Exercise instructions:
In the Nepal mission article below, copy the stretch from "An aspiring photojournalist" through "perfectly in stride.", swapping "yearbook" for "newspaper".

Given passage:
· · · · · · ·
Ashlee Ruggels, Santa Rosa High School junior, documents medical mission to Nepal

Santa Rosa 16-year-old Ashlee Ruggels and her mother have spent spring break volunteering with a medical team helping Nepali children and adults who suffer from disabilities linked to club feet.|

Santa Rosa 16-year-old Ashlee Ruggels has found herself in some very foreign settings over the past two weeks, and she appears to be thriving amid the experience.

Ruggels, a Santa Rosa High School junior on spring break, has been in Kathmandu, Nepal, on a medical mission to help Nepali children and adults who suffer with disabilities linked to club feet.

Her mother, Calei Ruggels, a Santa Rosa trauma nurse, is part of a surgical team volunteering with the American charity Healing the Children, which organized the trip. The mother-daughter duo are the only members of the delegation from Sonoma County, though the trip marks a return for Calei Ruggels, who volunteered with a previous mission five years ago.

Ashlee’s role has been to work to with the medical team and comfort patients coming in for surgeries. Most are children and some are just babies. The adults seeking help are up to 60 years old.

Ashlee has also been volunteering at a Kathmandu youth center working with deaf children and using her sign language, which has been enriched with some Nepalese vocabulary in recent days.

An aspiring photojournalist who is set to take over as editor of her school’s yearbook, Ashlee has taken to documenting the trip on a blog that’s now filled with dispatches and pictures describing her recent days abroad.

“ I’ve never been so emotionally exhausted ... but my heart has never been so full,” she wrote last week after a moving encounter with Sarvana, a 17-year-old Nepalese girl whose surgery five years ago - during Calei’s first trip - turned around her life.

“I asked her what she wanted to do in her future,” Ashlee wrote, “and she answered, ‘I want to be a doctor like the ones who helped me. I know what it’s like to be a patient and I want to help now.’”

For a Sonoma County teen who admitted to having hardly stepped foot outside the country before this month, Ashlee’s reports show her taking the new adventures - and the role of foreign correspondent - perfectly in stride.
· · · · · · ·
Information supplied:

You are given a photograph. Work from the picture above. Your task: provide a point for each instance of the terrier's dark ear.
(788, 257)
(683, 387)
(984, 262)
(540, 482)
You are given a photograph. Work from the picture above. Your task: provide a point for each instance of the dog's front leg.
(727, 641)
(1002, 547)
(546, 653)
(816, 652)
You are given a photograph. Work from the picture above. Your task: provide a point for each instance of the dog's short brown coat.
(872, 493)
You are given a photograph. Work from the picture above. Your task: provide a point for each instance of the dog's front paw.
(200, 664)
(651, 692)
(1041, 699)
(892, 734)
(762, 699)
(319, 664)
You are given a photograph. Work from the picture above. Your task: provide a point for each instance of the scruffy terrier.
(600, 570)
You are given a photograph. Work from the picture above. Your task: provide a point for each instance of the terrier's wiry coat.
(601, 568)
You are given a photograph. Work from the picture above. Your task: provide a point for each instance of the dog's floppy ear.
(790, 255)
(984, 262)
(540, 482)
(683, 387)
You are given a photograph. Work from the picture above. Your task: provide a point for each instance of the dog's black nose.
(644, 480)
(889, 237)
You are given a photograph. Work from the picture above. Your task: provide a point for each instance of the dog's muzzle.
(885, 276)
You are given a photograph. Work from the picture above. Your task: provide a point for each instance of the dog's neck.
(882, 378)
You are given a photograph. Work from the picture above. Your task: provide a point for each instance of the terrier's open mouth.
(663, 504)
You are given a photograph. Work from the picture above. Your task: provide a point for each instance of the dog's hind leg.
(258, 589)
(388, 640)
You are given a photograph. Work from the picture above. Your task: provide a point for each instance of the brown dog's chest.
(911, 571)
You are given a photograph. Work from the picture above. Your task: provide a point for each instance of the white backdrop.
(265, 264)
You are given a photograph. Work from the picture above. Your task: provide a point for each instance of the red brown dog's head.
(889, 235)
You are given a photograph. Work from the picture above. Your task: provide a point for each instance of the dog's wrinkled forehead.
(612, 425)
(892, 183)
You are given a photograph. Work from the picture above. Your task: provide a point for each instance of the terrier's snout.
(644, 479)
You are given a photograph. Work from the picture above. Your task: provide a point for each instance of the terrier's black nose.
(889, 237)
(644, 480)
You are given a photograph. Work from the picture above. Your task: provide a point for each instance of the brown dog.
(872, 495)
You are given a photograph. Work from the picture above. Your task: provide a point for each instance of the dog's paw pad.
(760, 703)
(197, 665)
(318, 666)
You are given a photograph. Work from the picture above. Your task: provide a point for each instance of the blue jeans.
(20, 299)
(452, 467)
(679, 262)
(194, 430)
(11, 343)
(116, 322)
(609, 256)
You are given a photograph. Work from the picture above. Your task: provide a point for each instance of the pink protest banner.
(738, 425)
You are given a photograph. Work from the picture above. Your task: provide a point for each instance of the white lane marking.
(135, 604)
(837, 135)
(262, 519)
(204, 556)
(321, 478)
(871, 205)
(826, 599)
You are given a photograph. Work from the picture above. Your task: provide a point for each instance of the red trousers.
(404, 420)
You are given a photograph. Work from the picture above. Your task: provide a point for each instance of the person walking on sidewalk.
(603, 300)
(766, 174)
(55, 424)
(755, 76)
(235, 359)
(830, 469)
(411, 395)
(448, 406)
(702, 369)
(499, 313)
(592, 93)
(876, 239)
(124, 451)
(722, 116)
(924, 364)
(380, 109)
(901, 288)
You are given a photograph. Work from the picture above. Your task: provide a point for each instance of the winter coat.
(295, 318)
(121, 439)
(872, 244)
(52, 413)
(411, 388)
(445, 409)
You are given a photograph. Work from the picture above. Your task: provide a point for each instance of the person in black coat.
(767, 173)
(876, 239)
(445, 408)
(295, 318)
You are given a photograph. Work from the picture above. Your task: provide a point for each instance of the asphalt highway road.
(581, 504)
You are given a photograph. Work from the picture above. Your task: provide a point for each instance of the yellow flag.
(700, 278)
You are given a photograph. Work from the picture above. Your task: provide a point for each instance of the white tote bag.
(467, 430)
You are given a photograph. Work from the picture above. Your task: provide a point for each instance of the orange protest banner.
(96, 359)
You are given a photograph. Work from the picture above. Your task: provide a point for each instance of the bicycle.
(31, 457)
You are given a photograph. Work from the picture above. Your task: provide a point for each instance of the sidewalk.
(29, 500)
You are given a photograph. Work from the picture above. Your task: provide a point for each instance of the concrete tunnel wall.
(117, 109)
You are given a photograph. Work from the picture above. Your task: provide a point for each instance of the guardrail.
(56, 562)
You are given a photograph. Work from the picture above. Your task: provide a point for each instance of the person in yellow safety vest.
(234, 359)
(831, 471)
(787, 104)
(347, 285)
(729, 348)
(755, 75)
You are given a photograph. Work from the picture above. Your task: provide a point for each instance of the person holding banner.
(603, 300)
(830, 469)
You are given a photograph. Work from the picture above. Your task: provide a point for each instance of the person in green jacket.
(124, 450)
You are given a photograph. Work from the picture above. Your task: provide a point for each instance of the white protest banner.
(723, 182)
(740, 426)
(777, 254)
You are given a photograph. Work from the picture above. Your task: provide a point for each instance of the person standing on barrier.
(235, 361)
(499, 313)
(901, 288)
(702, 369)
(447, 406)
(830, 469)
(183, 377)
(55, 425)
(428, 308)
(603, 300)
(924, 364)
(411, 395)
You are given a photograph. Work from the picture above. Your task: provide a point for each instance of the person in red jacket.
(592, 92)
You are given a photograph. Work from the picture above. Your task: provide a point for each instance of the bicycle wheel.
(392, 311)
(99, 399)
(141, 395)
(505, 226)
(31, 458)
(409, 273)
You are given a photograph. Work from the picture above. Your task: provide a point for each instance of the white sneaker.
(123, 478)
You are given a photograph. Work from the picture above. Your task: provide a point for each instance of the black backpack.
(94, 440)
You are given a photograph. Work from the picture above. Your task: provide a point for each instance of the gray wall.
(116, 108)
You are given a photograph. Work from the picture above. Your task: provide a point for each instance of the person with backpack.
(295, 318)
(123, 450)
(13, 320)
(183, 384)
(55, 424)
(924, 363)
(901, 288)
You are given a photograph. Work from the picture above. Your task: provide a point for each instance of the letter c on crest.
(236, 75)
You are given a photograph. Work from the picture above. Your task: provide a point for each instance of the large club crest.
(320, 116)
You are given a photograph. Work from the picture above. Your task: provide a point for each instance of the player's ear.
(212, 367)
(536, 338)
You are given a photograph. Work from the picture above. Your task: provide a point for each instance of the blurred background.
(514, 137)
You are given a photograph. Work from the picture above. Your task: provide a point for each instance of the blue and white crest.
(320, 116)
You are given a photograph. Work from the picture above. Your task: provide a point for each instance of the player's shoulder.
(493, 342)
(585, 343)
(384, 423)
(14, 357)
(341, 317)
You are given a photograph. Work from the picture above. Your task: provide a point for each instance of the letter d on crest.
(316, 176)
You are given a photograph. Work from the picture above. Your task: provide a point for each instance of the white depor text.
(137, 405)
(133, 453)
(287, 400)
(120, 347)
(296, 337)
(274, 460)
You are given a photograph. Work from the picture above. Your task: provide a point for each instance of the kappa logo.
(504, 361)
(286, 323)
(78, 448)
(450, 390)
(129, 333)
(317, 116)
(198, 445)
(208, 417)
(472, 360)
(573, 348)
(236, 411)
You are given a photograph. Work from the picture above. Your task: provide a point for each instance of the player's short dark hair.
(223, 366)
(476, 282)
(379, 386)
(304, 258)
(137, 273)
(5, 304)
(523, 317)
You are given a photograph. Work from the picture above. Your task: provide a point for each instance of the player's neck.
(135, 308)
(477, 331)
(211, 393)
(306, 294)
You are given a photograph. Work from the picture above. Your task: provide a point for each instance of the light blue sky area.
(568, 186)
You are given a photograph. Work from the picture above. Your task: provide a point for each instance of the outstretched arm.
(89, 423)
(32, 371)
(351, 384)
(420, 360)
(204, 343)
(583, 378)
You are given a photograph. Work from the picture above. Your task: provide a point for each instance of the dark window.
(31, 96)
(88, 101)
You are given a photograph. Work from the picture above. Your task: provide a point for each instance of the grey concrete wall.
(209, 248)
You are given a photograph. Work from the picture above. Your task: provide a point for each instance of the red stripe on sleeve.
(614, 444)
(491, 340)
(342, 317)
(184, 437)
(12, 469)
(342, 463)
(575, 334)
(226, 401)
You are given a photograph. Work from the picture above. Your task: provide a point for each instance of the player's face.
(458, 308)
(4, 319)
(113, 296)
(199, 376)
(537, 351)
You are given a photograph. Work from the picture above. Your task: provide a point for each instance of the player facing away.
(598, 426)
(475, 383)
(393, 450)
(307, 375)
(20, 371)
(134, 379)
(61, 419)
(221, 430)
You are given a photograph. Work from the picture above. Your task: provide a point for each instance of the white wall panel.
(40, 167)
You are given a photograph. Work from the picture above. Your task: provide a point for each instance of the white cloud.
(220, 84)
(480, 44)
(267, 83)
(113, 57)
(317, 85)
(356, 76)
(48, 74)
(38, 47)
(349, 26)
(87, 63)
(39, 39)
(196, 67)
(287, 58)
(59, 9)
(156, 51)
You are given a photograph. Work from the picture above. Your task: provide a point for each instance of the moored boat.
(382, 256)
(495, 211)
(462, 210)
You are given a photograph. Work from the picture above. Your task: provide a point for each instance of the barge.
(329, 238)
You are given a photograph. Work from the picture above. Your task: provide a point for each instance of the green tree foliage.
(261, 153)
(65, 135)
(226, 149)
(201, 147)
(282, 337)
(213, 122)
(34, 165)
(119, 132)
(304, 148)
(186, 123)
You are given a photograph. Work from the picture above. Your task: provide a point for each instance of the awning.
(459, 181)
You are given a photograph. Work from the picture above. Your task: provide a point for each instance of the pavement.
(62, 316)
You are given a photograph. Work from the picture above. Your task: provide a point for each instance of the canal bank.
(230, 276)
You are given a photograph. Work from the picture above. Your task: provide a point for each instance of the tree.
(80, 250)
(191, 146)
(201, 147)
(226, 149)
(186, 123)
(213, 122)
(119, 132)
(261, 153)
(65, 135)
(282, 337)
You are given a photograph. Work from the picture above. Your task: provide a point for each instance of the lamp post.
· · · · · · ·
Answer to the problem:
An aspiring photojournalist who is set to take over as editor of her school’s newspaper, Ashlee has taken to documenting the trip on a blog that’s now filled with dispatches and pictures describing her recent days abroad.

“ I’ve never been so emotionally exhausted ... but my heart has never been so full,” she wrote last week after a moving encounter with Sarvana, a 17-year-old Nepalese girl whose surgery five years ago - during Calei’s first trip - turned around her life.

“I asked her what she wanted to do in her future,” Ashlee wrote, “and she answered, ‘I want to be a doctor like the ones who helped me. I know what it’s like to be a patient and I want to help now.’”

For a Sonoma County teen who admitted to having hardly stepped foot outside the country before this month, Ashlee’s reports show her taking the new adventures - and the role of foreign correspondent - perfectly in stride.